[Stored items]

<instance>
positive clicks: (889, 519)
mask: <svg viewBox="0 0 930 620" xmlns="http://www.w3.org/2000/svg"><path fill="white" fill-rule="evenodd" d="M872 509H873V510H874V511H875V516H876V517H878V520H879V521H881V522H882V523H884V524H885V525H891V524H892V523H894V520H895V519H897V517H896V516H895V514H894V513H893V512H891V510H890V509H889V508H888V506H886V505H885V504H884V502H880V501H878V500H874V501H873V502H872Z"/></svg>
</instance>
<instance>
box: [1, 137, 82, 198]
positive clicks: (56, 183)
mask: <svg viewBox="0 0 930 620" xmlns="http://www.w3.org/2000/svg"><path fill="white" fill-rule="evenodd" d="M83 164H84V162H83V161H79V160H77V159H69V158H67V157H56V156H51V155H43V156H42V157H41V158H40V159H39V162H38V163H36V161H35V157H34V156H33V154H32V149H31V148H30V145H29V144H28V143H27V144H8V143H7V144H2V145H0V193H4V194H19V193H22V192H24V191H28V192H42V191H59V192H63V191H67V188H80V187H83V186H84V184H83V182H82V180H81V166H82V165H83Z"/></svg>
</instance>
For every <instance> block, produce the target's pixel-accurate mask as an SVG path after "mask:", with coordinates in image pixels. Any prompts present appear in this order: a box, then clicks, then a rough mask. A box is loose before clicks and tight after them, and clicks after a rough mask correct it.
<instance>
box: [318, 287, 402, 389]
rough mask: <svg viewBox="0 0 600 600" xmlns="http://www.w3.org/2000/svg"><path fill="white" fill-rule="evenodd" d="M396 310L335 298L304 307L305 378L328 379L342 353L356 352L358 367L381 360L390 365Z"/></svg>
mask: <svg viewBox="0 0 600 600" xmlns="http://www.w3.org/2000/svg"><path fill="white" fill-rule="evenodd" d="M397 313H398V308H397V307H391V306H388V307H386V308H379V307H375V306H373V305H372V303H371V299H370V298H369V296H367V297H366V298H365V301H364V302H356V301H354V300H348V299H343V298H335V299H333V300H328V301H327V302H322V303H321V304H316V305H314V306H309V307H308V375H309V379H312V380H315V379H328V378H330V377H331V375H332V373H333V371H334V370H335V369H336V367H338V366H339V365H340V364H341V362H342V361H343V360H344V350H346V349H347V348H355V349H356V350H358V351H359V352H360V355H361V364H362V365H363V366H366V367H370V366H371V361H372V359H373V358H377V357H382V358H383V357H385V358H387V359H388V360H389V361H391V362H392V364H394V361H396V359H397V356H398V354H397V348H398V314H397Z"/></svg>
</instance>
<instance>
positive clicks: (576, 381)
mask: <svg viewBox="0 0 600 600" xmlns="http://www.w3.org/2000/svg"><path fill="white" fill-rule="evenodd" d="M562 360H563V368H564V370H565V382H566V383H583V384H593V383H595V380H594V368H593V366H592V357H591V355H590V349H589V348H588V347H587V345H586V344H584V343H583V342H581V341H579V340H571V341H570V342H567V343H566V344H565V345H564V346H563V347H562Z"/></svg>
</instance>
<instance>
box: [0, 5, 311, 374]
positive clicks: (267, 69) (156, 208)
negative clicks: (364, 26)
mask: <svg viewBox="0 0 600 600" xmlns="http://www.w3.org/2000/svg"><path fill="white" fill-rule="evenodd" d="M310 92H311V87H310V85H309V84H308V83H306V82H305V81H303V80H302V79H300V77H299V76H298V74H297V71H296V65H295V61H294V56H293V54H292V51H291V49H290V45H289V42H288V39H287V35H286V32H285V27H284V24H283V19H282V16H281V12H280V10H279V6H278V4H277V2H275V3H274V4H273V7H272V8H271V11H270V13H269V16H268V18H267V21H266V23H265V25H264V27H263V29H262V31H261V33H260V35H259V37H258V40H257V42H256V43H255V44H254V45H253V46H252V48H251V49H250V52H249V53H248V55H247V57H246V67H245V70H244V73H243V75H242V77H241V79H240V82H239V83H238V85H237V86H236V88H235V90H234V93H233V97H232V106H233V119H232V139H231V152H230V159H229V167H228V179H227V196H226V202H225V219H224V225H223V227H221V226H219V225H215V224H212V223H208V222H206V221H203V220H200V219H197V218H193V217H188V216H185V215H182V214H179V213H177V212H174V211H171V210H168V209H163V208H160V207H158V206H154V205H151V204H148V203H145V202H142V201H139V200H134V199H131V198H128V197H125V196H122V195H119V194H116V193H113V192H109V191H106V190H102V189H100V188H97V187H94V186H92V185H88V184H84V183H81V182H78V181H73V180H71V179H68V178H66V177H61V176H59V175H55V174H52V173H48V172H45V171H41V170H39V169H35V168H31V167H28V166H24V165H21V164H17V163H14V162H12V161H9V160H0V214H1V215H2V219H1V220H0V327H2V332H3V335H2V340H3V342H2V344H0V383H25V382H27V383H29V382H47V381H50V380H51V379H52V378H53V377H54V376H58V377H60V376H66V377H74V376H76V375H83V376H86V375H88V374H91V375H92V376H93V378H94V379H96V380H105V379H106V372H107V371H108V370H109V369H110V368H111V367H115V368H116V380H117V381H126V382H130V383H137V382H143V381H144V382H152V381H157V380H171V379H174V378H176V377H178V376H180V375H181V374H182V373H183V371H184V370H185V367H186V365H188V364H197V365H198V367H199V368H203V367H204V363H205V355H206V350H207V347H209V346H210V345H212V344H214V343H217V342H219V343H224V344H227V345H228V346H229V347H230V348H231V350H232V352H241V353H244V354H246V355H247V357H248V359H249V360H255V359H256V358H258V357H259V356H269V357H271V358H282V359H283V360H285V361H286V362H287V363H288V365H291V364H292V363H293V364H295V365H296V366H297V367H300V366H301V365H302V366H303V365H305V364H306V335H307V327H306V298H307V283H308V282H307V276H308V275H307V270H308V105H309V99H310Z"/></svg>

What to work on
Tally the lines in the records above that contain the string "clicks", treating uppercase and lowercase as different. Reply with the number alone.

Expected output
6